[begin Records shown]

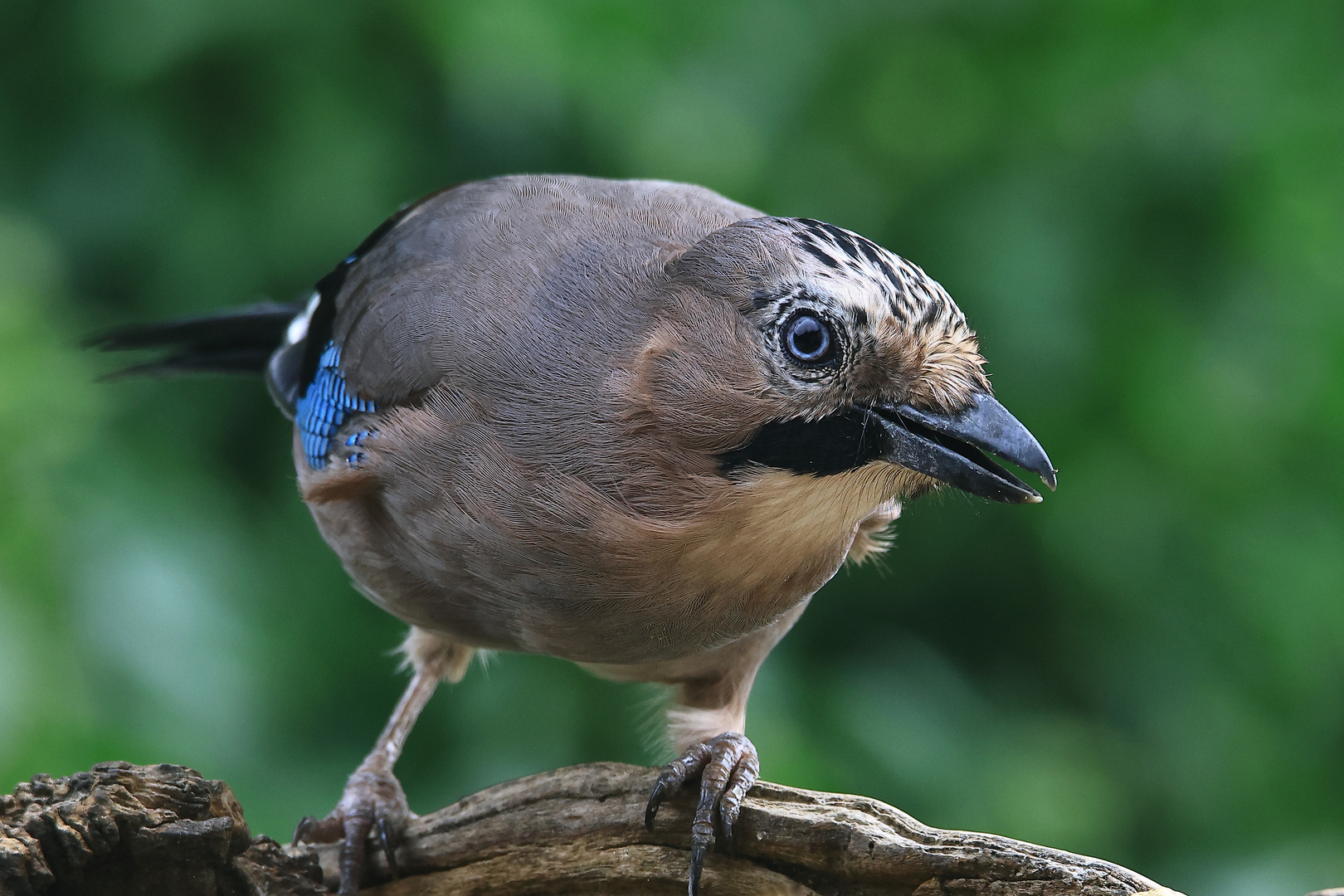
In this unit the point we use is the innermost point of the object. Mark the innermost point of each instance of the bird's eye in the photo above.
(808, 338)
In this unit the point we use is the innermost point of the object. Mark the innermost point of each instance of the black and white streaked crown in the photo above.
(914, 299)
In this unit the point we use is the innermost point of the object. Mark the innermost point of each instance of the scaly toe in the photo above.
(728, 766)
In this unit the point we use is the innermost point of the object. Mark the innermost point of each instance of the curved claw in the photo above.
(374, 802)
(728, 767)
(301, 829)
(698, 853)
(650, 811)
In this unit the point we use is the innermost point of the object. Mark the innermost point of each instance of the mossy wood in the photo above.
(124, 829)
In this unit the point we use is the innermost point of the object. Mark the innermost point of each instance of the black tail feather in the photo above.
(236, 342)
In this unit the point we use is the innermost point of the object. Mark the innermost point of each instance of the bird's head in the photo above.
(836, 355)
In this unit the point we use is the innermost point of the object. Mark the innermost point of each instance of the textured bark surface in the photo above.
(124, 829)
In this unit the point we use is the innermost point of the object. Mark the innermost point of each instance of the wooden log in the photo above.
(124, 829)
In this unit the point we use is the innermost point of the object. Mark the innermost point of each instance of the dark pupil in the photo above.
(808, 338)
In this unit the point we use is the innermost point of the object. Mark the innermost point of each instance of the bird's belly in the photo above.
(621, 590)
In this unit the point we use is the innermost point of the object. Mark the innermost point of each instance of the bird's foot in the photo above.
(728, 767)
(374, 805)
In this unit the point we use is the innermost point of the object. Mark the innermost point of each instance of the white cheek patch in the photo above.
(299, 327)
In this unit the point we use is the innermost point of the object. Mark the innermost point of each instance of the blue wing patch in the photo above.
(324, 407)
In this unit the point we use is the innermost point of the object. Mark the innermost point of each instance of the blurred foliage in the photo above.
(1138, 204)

[end Records shown]

Rewrite everything from the line containing "wing patch in the photo above." down to the end of the listing, replacing "blurred foliage" with "out-of-focus foliage" and changing nothing else. Return only those lines.

In this unit the point we use is the innermost point of the object. Mark the innermost point of each instance of the blue wing patch in the photo above.
(324, 407)
In this unit the point we use is the innermost point of the object. Mark the innermost point of each instance of the out-of-focus foliage in the photo above.
(1138, 204)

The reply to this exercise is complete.